*** Opening Input records ***
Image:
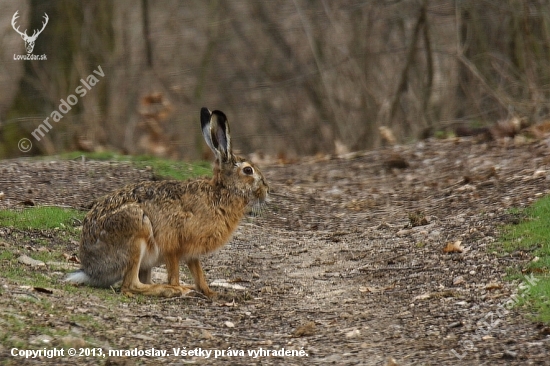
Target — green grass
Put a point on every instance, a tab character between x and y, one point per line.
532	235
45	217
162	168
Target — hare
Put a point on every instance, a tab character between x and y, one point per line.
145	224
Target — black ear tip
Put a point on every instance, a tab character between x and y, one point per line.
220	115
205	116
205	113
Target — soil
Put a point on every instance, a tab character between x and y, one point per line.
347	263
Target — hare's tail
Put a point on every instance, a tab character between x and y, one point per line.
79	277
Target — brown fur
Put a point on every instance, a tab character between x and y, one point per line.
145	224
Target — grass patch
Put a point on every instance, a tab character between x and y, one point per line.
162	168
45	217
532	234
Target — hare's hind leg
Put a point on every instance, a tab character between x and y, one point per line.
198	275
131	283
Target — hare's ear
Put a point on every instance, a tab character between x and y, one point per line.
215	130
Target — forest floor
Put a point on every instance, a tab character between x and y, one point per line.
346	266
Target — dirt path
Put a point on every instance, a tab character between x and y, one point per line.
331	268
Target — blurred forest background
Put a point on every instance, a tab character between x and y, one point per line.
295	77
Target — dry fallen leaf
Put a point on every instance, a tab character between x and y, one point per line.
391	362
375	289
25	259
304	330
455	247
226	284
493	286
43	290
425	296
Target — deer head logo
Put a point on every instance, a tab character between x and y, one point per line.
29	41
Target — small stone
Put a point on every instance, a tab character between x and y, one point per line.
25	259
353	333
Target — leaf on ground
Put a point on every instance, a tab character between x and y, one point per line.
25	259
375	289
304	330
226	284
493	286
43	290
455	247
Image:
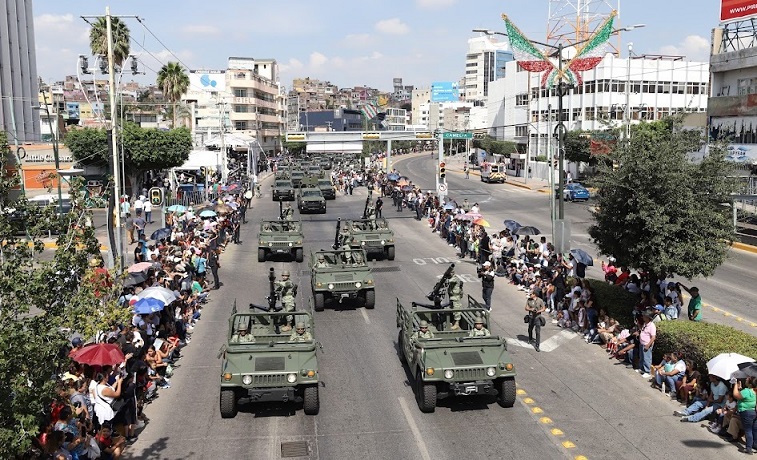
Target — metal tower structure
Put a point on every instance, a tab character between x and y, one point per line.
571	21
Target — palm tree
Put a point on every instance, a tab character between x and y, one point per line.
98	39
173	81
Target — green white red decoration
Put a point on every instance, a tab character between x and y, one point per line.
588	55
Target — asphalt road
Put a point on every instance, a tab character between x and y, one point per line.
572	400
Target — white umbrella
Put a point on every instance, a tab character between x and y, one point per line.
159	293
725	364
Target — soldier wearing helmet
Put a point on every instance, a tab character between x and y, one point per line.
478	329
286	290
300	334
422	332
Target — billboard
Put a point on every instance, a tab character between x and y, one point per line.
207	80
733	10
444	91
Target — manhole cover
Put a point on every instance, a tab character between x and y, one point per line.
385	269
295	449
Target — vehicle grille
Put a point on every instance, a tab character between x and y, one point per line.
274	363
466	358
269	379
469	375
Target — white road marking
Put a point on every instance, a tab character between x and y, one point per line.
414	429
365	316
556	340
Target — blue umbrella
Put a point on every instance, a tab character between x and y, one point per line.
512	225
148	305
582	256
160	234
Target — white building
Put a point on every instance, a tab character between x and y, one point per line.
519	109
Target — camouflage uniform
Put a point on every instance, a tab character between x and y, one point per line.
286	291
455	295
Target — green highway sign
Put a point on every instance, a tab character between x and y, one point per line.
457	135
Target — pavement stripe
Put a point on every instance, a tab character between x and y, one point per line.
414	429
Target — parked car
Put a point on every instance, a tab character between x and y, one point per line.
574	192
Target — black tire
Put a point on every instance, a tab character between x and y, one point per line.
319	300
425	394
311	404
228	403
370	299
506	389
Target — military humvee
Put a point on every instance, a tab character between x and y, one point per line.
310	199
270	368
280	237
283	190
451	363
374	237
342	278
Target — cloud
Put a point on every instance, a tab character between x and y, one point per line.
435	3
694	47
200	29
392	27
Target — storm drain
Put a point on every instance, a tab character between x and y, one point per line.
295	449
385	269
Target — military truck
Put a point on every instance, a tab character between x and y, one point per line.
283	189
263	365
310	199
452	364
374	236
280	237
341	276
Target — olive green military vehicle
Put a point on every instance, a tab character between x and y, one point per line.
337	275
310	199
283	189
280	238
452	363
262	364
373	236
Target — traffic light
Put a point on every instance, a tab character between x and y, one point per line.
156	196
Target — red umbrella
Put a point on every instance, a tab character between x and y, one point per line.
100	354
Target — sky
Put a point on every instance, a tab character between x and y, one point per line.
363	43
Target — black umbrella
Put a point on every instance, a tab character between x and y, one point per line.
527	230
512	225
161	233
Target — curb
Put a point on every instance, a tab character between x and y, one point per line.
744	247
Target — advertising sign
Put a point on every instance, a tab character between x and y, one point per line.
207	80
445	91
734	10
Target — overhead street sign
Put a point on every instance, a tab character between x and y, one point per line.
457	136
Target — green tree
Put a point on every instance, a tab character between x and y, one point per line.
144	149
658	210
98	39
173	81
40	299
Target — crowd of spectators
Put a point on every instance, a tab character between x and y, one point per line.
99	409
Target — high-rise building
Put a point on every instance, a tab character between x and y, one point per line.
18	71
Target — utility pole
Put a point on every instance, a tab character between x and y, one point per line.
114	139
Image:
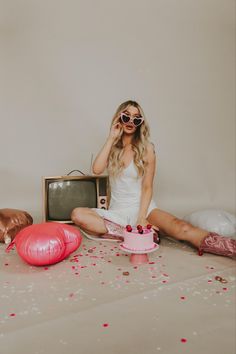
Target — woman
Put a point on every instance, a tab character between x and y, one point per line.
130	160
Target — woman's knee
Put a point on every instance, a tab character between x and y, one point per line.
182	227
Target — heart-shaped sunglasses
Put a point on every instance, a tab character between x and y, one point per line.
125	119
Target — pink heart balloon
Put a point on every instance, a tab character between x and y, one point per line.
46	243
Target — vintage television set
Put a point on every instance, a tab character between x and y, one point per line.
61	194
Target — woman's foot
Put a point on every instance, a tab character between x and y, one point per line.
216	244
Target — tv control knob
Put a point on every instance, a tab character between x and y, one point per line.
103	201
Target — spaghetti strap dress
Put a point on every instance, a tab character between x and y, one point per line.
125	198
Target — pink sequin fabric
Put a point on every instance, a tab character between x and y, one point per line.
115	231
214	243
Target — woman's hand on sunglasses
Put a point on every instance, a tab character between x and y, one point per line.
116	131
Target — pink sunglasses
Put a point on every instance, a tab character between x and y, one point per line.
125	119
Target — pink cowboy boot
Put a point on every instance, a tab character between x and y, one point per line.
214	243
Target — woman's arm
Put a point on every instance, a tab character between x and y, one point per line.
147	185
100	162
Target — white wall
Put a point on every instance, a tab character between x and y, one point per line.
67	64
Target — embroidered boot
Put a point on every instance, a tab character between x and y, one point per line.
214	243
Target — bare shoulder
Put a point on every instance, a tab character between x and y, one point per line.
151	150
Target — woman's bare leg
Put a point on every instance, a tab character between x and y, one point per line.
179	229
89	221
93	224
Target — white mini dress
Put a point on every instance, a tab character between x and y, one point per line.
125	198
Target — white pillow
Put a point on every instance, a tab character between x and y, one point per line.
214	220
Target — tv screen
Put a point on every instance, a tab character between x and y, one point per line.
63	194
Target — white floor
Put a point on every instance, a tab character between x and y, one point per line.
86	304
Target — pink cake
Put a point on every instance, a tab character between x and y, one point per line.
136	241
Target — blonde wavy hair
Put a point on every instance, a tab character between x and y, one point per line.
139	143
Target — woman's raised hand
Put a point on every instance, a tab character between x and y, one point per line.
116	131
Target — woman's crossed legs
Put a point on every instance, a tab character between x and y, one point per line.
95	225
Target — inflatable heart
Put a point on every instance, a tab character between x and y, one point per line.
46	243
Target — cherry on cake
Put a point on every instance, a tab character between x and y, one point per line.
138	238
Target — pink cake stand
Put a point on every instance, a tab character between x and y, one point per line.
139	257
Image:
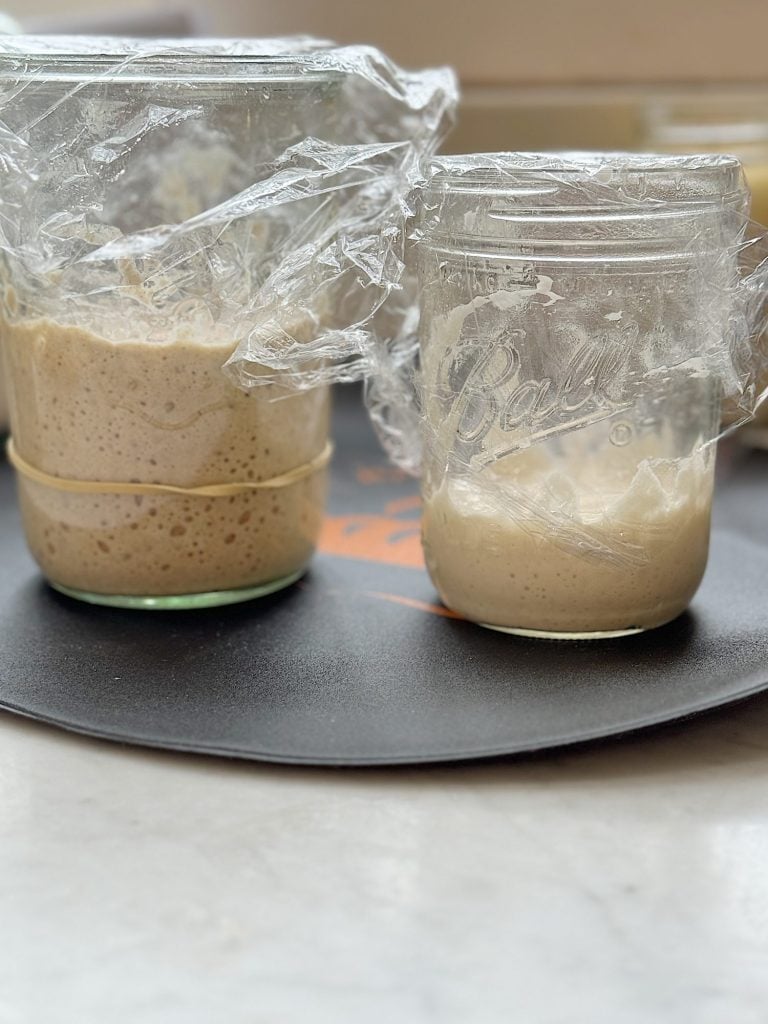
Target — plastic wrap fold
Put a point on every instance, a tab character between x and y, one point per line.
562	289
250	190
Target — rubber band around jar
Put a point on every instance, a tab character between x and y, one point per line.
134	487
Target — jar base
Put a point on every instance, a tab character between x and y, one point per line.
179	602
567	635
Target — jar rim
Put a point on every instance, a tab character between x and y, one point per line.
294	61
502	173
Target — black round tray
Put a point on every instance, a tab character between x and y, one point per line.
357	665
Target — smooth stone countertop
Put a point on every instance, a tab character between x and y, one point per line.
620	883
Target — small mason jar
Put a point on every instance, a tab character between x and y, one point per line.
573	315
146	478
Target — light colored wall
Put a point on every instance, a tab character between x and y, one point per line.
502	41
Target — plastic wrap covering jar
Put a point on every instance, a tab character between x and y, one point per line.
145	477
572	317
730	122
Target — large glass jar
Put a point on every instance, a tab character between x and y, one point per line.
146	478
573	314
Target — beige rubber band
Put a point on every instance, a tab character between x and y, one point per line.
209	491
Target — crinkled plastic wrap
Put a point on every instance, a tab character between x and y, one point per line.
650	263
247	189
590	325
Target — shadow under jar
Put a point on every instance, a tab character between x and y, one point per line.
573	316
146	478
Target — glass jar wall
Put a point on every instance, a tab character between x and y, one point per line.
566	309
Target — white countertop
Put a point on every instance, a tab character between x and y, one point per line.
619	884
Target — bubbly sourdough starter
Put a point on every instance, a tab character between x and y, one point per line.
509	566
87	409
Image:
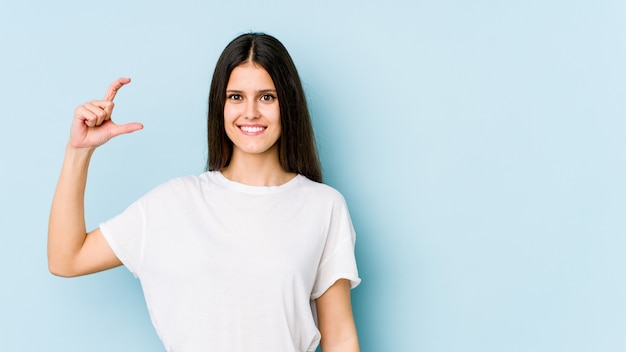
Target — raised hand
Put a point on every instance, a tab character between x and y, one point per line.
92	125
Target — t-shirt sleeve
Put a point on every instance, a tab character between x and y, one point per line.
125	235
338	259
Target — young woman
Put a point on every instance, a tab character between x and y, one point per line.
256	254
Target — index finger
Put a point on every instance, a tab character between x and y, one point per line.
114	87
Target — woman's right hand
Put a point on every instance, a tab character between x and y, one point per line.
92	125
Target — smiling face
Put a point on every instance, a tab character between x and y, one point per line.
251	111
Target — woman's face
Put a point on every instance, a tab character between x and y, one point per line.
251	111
*** Closing Input records ***
Exercise: Where does the word "light" appear in the listing above? Copy every line that holds it.

Response area:
Target — traffic light
Target — light colored wall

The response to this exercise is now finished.